- _EXERCISE AIM_: Count the lines in the records below that contain the string "positive". Give only the number.
*** DATA FOR REVIEW ***
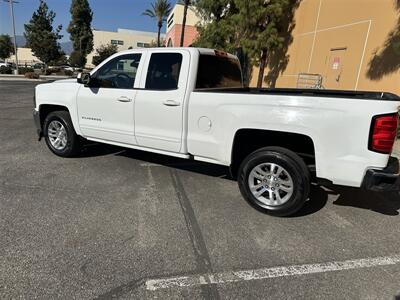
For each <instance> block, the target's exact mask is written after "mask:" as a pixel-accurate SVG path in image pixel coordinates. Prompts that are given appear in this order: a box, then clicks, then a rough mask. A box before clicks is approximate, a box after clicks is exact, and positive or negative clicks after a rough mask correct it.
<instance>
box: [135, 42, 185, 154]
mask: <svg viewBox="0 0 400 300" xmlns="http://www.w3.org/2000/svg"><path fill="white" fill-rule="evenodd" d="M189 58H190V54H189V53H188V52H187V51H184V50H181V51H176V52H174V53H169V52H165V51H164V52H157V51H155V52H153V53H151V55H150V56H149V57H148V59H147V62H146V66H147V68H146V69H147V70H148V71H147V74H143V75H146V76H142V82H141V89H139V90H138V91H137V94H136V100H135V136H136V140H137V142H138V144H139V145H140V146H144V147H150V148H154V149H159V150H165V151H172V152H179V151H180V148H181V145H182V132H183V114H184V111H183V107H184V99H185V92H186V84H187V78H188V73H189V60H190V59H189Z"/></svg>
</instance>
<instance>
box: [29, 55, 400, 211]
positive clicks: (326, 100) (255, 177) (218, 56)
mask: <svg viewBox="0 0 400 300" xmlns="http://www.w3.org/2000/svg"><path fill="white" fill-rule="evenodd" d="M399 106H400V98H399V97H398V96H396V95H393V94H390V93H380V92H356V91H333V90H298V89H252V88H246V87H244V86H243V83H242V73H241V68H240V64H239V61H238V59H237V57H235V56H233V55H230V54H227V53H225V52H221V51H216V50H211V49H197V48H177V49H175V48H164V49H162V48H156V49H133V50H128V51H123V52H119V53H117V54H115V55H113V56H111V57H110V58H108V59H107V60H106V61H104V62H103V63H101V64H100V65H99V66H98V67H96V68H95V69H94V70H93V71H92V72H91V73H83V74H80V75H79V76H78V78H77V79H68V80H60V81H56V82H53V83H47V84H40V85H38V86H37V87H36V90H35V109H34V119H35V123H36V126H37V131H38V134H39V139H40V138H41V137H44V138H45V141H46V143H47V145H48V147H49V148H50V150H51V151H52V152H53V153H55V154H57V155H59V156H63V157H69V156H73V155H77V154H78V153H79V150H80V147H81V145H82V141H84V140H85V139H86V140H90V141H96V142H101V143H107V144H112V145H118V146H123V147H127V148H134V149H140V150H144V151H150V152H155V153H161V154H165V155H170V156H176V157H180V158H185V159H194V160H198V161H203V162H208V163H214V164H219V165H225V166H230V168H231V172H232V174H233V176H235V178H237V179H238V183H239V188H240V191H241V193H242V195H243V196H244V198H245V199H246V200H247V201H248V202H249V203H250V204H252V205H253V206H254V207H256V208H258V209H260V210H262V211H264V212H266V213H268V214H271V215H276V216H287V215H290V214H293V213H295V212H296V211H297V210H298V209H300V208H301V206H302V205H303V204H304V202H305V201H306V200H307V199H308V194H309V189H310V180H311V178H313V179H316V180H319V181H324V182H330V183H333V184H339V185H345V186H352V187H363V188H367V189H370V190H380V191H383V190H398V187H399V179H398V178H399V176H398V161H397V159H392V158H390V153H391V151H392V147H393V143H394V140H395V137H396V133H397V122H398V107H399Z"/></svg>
*** End of DATA FOR REVIEW ***
*** DATA FOR REVIEW ***
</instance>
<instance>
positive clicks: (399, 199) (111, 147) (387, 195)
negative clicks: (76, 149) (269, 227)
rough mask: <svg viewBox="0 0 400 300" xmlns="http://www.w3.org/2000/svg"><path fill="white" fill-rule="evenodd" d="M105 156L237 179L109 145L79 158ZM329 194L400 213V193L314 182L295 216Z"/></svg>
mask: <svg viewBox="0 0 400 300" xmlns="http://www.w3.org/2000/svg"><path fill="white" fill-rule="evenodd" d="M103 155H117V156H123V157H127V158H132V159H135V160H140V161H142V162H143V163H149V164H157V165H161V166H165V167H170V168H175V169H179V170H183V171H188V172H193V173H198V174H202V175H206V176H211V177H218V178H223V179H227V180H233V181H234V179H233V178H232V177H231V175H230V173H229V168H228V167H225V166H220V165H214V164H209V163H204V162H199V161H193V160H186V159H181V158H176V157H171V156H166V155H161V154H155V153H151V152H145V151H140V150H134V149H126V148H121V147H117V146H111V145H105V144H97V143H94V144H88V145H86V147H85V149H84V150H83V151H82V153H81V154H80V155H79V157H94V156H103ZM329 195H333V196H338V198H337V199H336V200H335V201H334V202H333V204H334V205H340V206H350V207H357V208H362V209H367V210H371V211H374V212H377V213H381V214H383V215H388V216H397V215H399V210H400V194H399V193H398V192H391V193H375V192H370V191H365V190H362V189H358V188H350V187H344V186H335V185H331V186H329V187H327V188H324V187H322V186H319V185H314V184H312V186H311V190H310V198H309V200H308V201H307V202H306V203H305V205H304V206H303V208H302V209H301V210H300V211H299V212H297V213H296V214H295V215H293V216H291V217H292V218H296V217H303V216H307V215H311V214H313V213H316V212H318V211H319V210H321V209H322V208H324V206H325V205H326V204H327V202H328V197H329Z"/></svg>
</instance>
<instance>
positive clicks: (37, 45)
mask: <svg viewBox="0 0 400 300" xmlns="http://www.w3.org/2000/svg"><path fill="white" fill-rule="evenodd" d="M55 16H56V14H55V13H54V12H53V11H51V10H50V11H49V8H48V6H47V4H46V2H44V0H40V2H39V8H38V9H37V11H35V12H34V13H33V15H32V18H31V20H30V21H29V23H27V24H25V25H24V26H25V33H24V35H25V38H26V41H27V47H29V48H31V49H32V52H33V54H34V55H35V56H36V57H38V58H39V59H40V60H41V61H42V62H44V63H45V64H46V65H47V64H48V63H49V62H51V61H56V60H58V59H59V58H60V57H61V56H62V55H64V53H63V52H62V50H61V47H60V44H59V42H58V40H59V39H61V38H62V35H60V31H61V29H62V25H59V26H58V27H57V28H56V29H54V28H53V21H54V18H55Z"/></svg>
*** End of DATA FOR REVIEW ***
- _RESPONSE AREA_: 4